> WORK TASK
Each line below has to be set down again exactly.

Point-per-instance localization data
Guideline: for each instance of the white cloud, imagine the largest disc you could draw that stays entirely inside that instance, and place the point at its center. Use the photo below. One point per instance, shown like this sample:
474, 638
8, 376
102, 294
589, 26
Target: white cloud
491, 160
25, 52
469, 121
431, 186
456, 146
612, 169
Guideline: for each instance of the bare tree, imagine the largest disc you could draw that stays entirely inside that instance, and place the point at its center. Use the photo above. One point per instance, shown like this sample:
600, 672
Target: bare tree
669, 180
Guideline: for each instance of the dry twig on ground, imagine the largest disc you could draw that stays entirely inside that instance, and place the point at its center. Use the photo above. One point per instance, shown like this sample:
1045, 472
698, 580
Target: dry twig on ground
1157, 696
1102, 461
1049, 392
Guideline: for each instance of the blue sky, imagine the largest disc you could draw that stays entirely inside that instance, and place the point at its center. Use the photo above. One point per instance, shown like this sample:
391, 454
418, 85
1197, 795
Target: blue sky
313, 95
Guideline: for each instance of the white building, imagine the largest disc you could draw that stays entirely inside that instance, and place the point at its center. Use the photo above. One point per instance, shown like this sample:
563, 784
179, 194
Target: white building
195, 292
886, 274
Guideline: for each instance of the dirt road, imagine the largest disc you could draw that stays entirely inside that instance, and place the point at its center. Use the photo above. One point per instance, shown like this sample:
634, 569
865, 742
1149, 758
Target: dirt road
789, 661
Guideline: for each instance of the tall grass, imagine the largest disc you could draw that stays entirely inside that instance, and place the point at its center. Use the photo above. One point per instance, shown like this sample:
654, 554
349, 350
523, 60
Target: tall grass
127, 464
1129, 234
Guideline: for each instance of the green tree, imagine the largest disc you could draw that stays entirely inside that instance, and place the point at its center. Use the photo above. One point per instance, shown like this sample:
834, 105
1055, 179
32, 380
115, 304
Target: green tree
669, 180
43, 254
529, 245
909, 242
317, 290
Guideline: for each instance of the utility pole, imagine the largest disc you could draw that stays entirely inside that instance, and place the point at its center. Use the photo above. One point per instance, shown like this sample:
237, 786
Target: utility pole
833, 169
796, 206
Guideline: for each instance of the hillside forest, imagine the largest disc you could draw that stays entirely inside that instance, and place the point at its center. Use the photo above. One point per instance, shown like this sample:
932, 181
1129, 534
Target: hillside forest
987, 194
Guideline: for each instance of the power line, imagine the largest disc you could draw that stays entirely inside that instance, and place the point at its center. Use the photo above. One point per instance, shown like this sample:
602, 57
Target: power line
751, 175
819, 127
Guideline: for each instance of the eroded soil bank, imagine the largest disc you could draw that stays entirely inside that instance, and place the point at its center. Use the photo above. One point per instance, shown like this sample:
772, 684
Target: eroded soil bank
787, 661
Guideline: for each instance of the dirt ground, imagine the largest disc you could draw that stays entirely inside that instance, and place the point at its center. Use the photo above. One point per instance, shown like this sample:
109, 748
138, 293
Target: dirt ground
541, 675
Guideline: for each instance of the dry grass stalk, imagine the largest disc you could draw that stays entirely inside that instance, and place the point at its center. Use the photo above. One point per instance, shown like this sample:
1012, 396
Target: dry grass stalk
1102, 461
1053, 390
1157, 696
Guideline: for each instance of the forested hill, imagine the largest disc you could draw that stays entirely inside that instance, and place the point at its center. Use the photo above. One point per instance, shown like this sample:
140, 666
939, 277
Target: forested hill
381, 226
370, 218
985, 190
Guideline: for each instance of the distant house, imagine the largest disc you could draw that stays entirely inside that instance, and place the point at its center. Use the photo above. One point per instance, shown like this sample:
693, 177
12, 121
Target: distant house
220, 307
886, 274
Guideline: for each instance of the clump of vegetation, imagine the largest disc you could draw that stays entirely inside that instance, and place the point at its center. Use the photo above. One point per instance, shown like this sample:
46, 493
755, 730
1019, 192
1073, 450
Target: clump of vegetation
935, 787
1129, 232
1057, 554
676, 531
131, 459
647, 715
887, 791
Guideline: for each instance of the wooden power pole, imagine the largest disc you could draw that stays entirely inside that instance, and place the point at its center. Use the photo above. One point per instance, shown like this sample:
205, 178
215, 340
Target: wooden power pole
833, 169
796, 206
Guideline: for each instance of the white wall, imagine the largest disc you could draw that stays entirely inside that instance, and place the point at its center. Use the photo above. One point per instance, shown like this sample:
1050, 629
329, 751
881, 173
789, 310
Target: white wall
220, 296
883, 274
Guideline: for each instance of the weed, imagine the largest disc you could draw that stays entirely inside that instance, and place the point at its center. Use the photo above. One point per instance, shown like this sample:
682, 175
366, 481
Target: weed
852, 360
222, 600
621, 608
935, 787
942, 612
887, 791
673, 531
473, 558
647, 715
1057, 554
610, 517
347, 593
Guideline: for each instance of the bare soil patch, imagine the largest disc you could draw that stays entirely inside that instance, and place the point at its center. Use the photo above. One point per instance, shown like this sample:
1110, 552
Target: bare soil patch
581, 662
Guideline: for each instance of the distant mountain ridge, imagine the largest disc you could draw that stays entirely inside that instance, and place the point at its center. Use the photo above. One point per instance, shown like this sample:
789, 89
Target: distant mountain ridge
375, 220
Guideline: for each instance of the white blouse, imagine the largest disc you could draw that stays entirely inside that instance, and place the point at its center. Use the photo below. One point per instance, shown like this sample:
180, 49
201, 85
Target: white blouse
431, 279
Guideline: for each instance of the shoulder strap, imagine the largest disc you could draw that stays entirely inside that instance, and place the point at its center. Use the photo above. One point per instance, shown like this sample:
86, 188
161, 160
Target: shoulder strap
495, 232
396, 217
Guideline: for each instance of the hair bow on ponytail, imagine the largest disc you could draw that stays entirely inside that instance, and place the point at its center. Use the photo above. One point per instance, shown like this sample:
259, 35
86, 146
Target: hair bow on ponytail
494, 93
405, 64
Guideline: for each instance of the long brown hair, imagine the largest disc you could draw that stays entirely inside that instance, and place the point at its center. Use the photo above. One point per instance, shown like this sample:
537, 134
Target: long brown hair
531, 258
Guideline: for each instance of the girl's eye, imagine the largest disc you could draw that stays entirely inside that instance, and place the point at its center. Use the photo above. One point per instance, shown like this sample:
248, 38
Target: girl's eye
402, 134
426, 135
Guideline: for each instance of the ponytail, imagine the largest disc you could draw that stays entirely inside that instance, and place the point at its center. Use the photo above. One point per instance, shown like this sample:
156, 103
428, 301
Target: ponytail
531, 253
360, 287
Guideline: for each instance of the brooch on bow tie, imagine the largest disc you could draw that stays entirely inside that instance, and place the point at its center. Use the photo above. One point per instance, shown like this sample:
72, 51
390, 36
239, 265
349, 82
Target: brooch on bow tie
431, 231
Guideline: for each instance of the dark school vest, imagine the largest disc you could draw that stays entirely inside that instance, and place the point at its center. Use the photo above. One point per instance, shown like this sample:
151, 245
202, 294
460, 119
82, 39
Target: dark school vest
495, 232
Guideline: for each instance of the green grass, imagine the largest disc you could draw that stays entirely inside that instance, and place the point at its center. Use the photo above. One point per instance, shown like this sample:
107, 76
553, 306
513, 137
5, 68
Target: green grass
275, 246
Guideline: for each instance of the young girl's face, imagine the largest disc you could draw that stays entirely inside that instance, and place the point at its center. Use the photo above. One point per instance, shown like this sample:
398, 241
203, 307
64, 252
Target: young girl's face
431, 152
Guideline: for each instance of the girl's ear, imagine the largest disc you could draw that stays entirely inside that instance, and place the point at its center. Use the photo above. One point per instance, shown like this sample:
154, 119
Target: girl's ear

> TASK ANSWER
Guideline: for each instance of the white cloud, imagine the largest disc you could draw that stays entirely inside that instance, and place the point at its center. Use the photo below. One point per instance, shown like this sample:
474, 638
8, 376
102, 294
589, 26
Target: white cloud
491, 160
25, 52
469, 121
431, 186
456, 146
612, 169
Guideline: for each instance of the bare tree, imagine the largest disc you could draw that stays entirely inside that instance, and place the point at its center. Use the photo above. One point per instance, shown like this sample:
600, 672
Target: bare tree
669, 180
Guideline: for each instance of the dry twig on ground, imagine the largest disc you could draw that stays entirely inside that instance, and place the point at its center. Use the photo above. One point per instance, shown like this sample:
1045, 472
698, 580
Target: dry twig on ground
1157, 696
1102, 461
1049, 392
Guideline: for each instance of the blue sky, imagine the largest disc you could draw that stays entirely inside that instance, and place the point at its center. Use the photo above. One point per instance, shown like this sample:
391, 454
418, 85
1197, 795
Target: blue sky
313, 95
Guideline: for each instance of the white building, imagine the largest disc you could draw that stays entirely inside that instance, and place the point at its center. Use the photo above. One point per instance, shown like this sample:
563, 784
179, 194
Target: white building
195, 292
886, 274
Guideline: for each instance of the dirt road, imagine the largest disc you could draw that stays entirely inside that instance, and place the point at its center. Use the photo above. One point per instance, shown like this sample:
634, 569
865, 742
1149, 758
Target: dirt road
789, 661
Guideline: for each instance of the tall grass, imagine the largest disc you could draw that stays entirely inside that instance, and place the point at its center. Use the photo above. One point per instance, shown like this sample:
654, 554
349, 350
523, 60
Target: tall grass
127, 464
1129, 234
Guideline: for each instance of the green tree, imagine the largest disc you could draw that stays entirely inside that instance, and place the point at its center. Use the photo above. One point per instance, shown like this sample:
834, 105
1055, 179
32, 380
115, 304
Target: green tree
669, 180
43, 254
529, 245
909, 242
317, 290
Guideline: for each instance of the utility pole, imagine the largest disc you could draw that stays entirely inside that instance, and place the point at its center. Use the photo above. One point per instance, shown like this sample:
237, 786
Target: utility pole
833, 169
796, 206
Guideline: for each instance of the hillside forest, imagine the largest disc you could draw that stays entirely inside that instance, and place the point at its center. Use the photo above. One point per instance, shown like this sample:
932, 181
1129, 534
Target: hillside forest
987, 194
Guideline: for each instance of the power line, imagine the largest disc you could draw that stays entirely inside that instance, and place the point at its center. Use the photo above. One point per instance, shown like this sample:
602, 57
Target: power line
751, 175
819, 127
Guideline: for each instance of the eroded soil bank, imagine the largest disc you could draw that stays entirely inside that instance, and place the point at its center. Use the photo above. One point per instance, shown like this sample:
772, 684
Target: eroded soil bank
787, 661
Guideline: for each instance of the dirt ground, imagine the largest disc you could draw that stays entirely inside that instance, and place the point at its center. Use the photo above. One point per instance, shown like this sample:
109, 748
138, 293
Target: dirt ground
541, 675
Guideline: for each instance of the dry grass stalk, imagine the largest disc you could draw that stays entirely inside that instance, and place the point at its center. Use the photo above. One point per instance, shown like this sample:
1012, 396
Target: dry grass stalk
1102, 461
1053, 390
1157, 696
Guideline: for each instance of the forested hill, imagine the largest disc you could draw that stays entirely inside that instance, and place the point at its center. Use the photo above. One point per instance, shown like this sample:
140, 666
939, 277
Target: forested hill
381, 226
370, 218
985, 190
Guideline: for each instance of the distant house, imagine the largest disc you could draw that stays entirely inside that instance, and place the point at its center. Use the photo above. One point per instance, shown like this sample:
693, 177
12, 121
Target: distant house
220, 307
886, 274
Guideline: for each instance of the clump of vegetation, imagine the largest disc you could draw that stays entirely inside that instance, and place the point at its center. Use the photo above. One point per instance, shown like this sample:
46, 493
755, 730
1019, 192
1073, 450
Target: clump of vegetation
935, 787
1129, 232
1057, 554
676, 531
131, 459
647, 715
887, 791
Guideline: for each instance of the wooden power pole, imagine the largest disc you could draw that stays entirely inside that instance, and place the point at its center. Use the photo above. One point per instance, shown like this sample:
205, 178
215, 340
Target: wooden power pole
833, 169
796, 206
Guideline: for each instance of the white wall, imagine the largest disc you could draw that stays entirely inside that instance, and place the point at its center. Use the photo above. One point per instance, shown like this sample:
1050, 629
329, 751
881, 173
789, 310
Target: white wall
220, 296
883, 274
Guideline: for each instance of the weed, imagine the largest disc you could draw that stays entirely inside that instance, and place the point at its center. Use the photo above. One point per instance, shown like this sample:
682, 175
366, 481
Target: weed
852, 360
222, 600
621, 608
935, 787
942, 612
887, 791
673, 531
473, 558
647, 715
1057, 554
610, 517
347, 593
Guideline: for each instance of the bare soil patch, imagine the largest disc you could draw that stays entirely inside that instance, and place the point at its center. Use the photo above. One point per instance, shown like this sample:
1110, 552
Target: bare soil patch
581, 662
Guideline: for each instance of the distant mountain ridge, imagine the largest disc you could draw that stays entirely inside that instance, and place the point at its center. Use the photo above. One point per instance, shown like this sample:
789, 89
Target: distant mountain ridge
375, 220
Guideline: for each instance of the white blouse, imagine the largest disc you could draw that stays entirely inside that instance, and place the point at its center. Use the photo below. One point per instance, shown like this sample:
180, 49
201, 85
Target: white blouse
431, 279
Guideline: for each instance of the shoulder strap, imagine the largest disc you could draw that stays entirely inside that instance, and place the point at its center. Use the photo above. One point per instance, shown like this sample:
86, 188
161, 160
Target: shoulder strap
495, 232
396, 217
Guideline: for each instance of the hair bow on ponytail, imagine the largest disc you could draw that stays entirely inside that instance, and place the point at its center. Use the photo above. One point per instance, shown like this sample:
259, 35
86, 146
Target: hair bow on ponytail
494, 93
405, 64
Guideline: for each instance of the long brown hair, imagine the largest disc you could draw that stays entirely inside that instance, and place the point at its center. Use the photo above. One point per instance, shown like this sample:
537, 134
Target: long brown hair
531, 258
Guideline: for each instance of the girl's eye, imagine the largest disc you could draw that stays entirely inside that instance, and place the point at its center. Use the photo above. One point per instance, shown like this sample:
248, 38
Target: girl's eye
402, 134
426, 135
Guideline: for each instance of the ponytail, imagine the largest disc you could draw that stays entirely inside that instance, and place the point at its center. Use the photo above. One point per instance, shown like this sample:
156, 103
428, 301
Target: ponytail
531, 253
360, 287
Guideline: for each instance of the brooch on bow tie, imagine the largest disc you could draw that stays entirely inside that instance, and place the point at its center. Use the photo above. One point per instance, shown like this sample:
72, 51
390, 36
239, 265
349, 82
Target: brooch on bow tie
431, 231
Guideline: for each instance of the dark school vest, imagine the largest disc you could draw that stays entirely inside that instance, and place the point at its center. Use the photo above. One point per instance, shown like this sample:
151, 245
202, 294
460, 119
82, 39
Target: dark school vest
495, 232
Guideline: for each instance of the green grass, imagine the largest disc you could draw that stays entirely inside that instance, and place the point at its center. Use the photo above. One point per instance, shown like this sample:
107, 76
553, 306
513, 137
5, 68
Target: green grass
275, 246
Guideline: for each instance of the young girl's face, imagine the largest disc you could draw that stays entirely inside that instance, and place the point at its center. Use the photo above. One point per instance, shown like this sample:
398, 241
203, 307
64, 252
Target: young girl's face
431, 152
Guideline: for each instance of the girl's ear, imagine the largest disc you could draw that stays entirely inside that instance, and place the point at its center. Use the photo above. One point per instance, shown like this sample:
154, 119
Target: girl's ear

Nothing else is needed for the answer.